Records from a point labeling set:
(begin)

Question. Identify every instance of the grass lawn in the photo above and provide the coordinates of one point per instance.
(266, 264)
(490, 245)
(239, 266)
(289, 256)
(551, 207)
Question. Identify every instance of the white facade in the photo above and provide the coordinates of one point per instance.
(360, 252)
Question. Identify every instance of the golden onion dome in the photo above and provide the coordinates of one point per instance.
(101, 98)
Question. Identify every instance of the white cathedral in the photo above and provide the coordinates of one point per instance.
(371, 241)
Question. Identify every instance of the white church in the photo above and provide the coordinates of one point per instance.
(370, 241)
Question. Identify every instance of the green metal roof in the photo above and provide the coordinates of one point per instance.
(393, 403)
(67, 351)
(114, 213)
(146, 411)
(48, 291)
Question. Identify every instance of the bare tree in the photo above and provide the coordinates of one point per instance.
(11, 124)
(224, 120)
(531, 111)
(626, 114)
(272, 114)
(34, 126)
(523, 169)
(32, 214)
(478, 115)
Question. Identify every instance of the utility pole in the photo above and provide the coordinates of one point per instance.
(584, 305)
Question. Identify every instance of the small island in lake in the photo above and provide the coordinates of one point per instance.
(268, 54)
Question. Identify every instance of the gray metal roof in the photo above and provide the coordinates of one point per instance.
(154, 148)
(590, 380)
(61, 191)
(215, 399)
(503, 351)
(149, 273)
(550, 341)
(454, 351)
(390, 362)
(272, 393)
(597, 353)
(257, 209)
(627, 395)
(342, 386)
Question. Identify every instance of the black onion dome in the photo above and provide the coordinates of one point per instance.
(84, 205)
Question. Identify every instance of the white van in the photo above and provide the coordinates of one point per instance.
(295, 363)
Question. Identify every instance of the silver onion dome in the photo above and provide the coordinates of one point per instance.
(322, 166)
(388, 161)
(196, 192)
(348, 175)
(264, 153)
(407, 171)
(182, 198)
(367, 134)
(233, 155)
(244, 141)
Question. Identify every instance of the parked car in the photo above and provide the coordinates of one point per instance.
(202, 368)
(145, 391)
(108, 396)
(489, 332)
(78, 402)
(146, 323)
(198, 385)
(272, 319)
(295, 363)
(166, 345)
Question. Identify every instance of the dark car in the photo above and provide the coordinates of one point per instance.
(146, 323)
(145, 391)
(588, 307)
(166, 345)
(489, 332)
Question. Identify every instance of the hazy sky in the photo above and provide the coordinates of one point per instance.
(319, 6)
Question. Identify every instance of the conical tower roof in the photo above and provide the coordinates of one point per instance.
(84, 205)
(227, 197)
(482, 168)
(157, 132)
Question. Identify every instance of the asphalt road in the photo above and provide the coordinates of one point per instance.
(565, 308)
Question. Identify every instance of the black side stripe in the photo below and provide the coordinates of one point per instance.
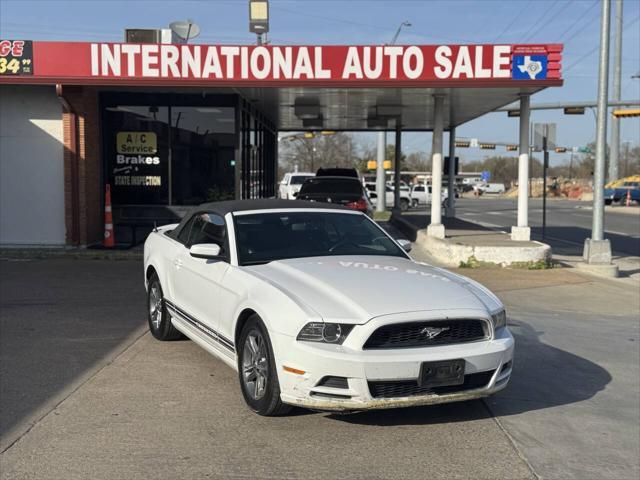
(211, 333)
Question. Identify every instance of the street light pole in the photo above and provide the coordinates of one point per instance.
(597, 249)
(617, 74)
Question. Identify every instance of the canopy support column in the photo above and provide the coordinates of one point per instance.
(450, 211)
(381, 181)
(397, 166)
(522, 231)
(435, 228)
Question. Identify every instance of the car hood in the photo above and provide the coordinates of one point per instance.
(355, 289)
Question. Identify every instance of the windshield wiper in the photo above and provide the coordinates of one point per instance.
(256, 262)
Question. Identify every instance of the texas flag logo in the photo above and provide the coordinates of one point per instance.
(529, 67)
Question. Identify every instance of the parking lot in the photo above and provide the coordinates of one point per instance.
(87, 393)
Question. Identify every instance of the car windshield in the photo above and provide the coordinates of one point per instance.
(265, 237)
(332, 185)
(299, 179)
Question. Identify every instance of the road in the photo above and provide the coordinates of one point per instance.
(86, 393)
(568, 222)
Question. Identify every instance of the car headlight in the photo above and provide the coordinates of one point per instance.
(324, 332)
(499, 319)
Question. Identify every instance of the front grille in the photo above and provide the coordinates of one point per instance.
(410, 388)
(416, 334)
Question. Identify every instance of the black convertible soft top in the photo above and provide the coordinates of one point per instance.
(222, 208)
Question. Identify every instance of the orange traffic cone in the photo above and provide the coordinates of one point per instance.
(109, 237)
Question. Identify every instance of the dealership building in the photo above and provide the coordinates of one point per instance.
(169, 126)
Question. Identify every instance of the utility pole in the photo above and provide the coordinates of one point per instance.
(617, 74)
(597, 249)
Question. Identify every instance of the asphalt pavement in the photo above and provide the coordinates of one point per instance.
(568, 222)
(87, 394)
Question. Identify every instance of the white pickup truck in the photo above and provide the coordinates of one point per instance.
(421, 195)
(405, 197)
(496, 188)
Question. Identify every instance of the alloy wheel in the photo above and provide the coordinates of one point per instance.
(155, 306)
(255, 365)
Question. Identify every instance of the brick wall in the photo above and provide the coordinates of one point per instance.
(84, 101)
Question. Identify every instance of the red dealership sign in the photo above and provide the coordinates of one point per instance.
(415, 65)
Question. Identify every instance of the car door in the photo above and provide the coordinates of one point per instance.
(197, 280)
(284, 186)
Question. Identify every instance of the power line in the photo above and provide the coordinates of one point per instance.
(546, 25)
(596, 47)
(578, 20)
(513, 21)
(540, 19)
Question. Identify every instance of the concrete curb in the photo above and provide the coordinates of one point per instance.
(617, 209)
(68, 253)
(453, 254)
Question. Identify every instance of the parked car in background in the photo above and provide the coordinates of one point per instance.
(291, 183)
(337, 172)
(619, 194)
(345, 191)
(496, 188)
(405, 197)
(421, 195)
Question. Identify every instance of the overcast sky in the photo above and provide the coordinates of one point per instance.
(572, 22)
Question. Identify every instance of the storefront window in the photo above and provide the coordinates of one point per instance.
(202, 154)
(178, 151)
(137, 154)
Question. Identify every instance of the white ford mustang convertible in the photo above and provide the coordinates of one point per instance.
(315, 305)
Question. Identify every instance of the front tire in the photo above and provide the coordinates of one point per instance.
(257, 370)
(159, 319)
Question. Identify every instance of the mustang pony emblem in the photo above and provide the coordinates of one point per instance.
(433, 332)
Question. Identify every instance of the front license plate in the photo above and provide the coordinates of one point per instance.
(441, 374)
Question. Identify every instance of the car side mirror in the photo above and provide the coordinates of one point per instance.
(404, 244)
(208, 251)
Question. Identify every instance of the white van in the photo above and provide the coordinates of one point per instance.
(291, 183)
(496, 188)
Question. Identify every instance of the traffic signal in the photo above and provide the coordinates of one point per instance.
(372, 165)
(627, 113)
(574, 110)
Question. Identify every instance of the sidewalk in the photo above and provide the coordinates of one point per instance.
(471, 244)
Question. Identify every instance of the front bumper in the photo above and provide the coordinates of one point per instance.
(364, 366)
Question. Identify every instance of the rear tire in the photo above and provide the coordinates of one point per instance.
(257, 370)
(159, 319)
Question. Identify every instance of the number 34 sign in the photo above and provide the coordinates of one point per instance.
(16, 57)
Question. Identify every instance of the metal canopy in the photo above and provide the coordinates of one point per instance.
(349, 109)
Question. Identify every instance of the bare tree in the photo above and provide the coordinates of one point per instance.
(309, 154)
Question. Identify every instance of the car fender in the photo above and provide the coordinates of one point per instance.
(280, 311)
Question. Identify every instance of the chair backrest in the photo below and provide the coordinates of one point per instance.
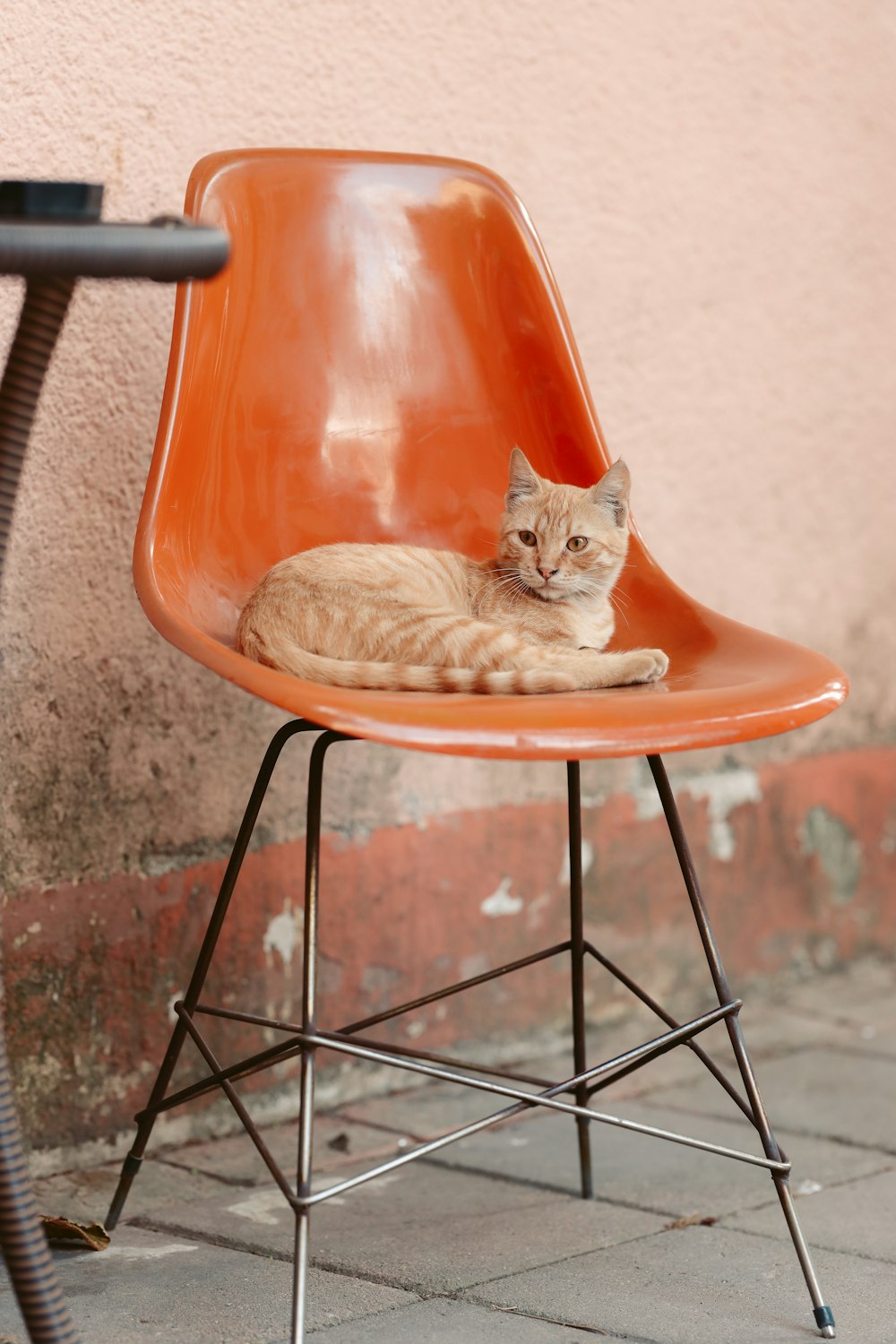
(386, 331)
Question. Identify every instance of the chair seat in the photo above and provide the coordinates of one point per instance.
(727, 683)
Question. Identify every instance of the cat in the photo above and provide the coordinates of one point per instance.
(532, 620)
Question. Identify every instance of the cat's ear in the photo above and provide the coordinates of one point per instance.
(524, 480)
(611, 492)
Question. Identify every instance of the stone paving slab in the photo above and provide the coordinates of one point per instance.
(148, 1287)
(858, 1004)
(443, 1322)
(704, 1285)
(424, 1228)
(654, 1174)
(858, 1217)
(813, 1091)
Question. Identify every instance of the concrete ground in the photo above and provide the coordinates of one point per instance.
(487, 1242)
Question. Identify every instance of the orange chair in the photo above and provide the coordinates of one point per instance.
(386, 331)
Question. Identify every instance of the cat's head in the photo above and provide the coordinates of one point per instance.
(563, 540)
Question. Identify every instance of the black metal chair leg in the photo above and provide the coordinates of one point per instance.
(576, 956)
(147, 1118)
(309, 995)
(823, 1314)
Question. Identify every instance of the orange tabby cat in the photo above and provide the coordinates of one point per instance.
(408, 618)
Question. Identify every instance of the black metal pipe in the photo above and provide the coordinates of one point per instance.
(24, 1245)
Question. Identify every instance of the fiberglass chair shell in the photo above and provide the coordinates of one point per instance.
(386, 331)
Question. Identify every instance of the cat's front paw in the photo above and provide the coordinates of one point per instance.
(646, 666)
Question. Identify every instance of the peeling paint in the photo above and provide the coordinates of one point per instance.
(501, 902)
(281, 935)
(839, 852)
(587, 863)
(723, 792)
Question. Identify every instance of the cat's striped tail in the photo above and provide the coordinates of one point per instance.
(288, 656)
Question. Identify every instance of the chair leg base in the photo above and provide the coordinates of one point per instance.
(304, 1039)
(825, 1322)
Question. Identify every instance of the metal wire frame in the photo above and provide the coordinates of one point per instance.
(306, 1038)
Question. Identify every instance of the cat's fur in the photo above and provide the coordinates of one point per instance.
(408, 618)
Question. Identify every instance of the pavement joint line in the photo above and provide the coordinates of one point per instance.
(793, 1131)
(156, 1225)
(815, 1245)
(573, 1325)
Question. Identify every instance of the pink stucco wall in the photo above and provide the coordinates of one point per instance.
(713, 185)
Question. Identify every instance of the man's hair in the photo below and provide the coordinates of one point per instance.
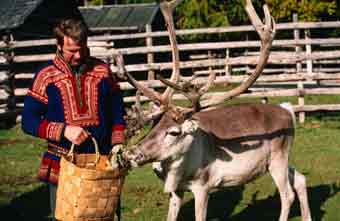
(73, 28)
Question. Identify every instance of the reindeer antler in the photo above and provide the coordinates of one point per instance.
(164, 99)
(266, 32)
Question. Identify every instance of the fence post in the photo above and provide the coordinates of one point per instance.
(309, 52)
(150, 57)
(227, 65)
(10, 85)
(301, 99)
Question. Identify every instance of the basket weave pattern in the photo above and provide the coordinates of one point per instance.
(88, 191)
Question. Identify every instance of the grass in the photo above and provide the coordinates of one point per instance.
(316, 153)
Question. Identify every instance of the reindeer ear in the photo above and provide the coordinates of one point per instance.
(189, 126)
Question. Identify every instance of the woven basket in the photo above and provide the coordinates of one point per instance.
(88, 188)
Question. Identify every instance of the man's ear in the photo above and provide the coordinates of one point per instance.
(189, 126)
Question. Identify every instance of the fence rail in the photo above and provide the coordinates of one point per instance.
(297, 57)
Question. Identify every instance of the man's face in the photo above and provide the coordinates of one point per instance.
(73, 52)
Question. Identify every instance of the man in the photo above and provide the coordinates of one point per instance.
(73, 97)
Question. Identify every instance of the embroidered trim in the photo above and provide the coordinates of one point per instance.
(117, 134)
(44, 78)
(37, 96)
(54, 130)
(88, 114)
(73, 114)
(51, 130)
(57, 150)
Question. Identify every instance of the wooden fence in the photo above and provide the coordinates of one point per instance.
(300, 55)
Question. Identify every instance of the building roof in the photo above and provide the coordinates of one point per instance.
(119, 17)
(14, 12)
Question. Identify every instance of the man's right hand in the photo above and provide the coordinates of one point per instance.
(75, 134)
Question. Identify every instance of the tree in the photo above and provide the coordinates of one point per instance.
(210, 13)
(307, 10)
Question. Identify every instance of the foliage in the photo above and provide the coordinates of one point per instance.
(95, 2)
(307, 10)
(315, 153)
(210, 13)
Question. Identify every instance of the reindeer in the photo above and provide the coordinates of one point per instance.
(207, 147)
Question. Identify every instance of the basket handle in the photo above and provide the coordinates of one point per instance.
(70, 154)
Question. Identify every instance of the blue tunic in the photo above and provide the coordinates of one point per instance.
(58, 98)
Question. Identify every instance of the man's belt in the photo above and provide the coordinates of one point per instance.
(57, 150)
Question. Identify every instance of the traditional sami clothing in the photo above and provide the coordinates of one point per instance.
(88, 97)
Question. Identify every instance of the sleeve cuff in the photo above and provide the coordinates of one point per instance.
(51, 130)
(118, 134)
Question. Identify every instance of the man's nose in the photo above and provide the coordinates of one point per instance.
(77, 55)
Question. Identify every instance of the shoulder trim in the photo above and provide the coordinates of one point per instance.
(42, 79)
(99, 69)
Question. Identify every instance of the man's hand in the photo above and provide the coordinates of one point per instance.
(75, 134)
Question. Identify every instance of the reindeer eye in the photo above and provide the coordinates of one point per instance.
(174, 132)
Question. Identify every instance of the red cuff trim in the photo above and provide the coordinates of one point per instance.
(42, 129)
(118, 134)
(118, 127)
(51, 130)
(37, 96)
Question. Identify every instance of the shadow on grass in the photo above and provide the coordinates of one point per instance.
(29, 206)
(222, 204)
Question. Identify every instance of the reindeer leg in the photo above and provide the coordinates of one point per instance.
(278, 169)
(175, 205)
(298, 181)
(201, 203)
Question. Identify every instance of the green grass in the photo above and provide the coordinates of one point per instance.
(316, 153)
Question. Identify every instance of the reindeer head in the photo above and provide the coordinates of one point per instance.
(175, 131)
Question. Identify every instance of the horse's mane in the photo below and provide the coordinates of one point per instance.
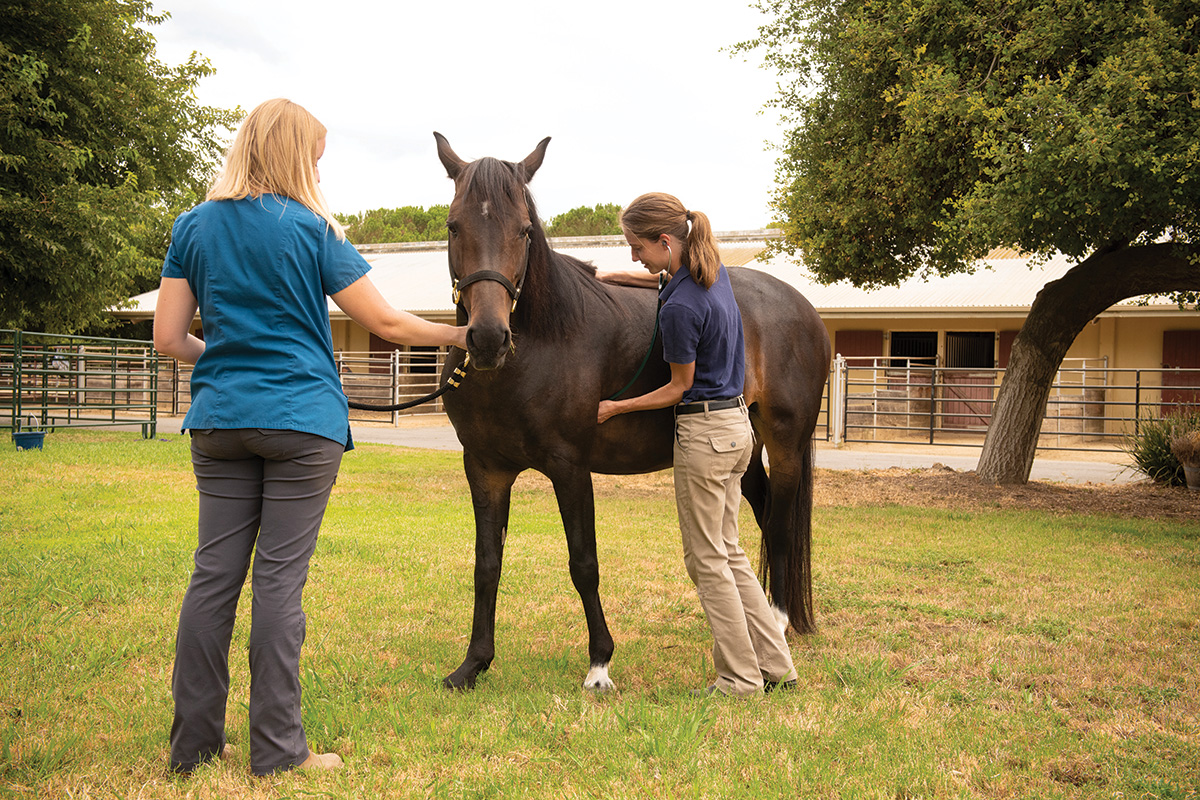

(end)

Objective ->
The copy should begin at the line containing "Question. Identify every instance of the reindeer in" and end at the last line of the data above; please restate those lines word for word without the pictures.

Exercise result ->
Question. Identify every instance of the reindeer in the photo above and provide the coordinates of one point per instance.
(207, 147)
Question. Identify every instance of the basket handle in the photo above and provide the coordinates of one point per instance.
(70, 154)
Question. Identify every instance of the blue tunic in the photo above and provide the coordinates of one point per instance.
(58, 98)
Question. Identify every instance of the man's belt in the photo above and provide the coordinates of one point per instance.
(57, 150)
Question. Identify every instance of the traditional sami clothing in the photo above and provide the coordinates of one point per instance.
(88, 97)
Question. Identify every instance of the sleeve cuff in the photo above and provide the coordinates of one point per instance.
(51, 130)
(118, 134)
Question. Identify every instance of the man's nose in the photo above and provide the coordinates of one point per instance.
(77, 55)
Question. Identify every instance of the shoulder trim in the photo above and provide the coordinates of one point per instance.
(42, 79)
(99, 69)
Question. Identify every instance of the man's hand in the photo above and provide the coordinates of one point per instance.
(75, 134)
Question. Identify every instance of the reindeer eye in the photo above and provide the coordinates of one point per instance.
(174, 132)
Question. Identify every instance of the red cuff trim in the photo above and provide the coordinates of one point per instance.
(42, 129)
(118, 134)
(118, 127)
(51, 130)
(37, 96)
Question. Identify every instance of the shadow on grass in the photo above and provide the coordinates of one point per instance.
(29, 206)
(222, 204)
Question. Identify every instance of the reindeer leg in the photo above and provide the coordinates of one point per instance.
(278, 169)
(175, 205)
(298, 181)
(201, 203)
Question. Identify every instance of the green grass in the photo above and provide the coordinates of one point per instance.
(316, 153)
Question. Identify every instance of the reindeer head in the photo above and provide the coordinates of one point per instance.
(175, 131)
Question. Identify every instance of the horse's mane in the photo below and provide the coordinates of one point per instance.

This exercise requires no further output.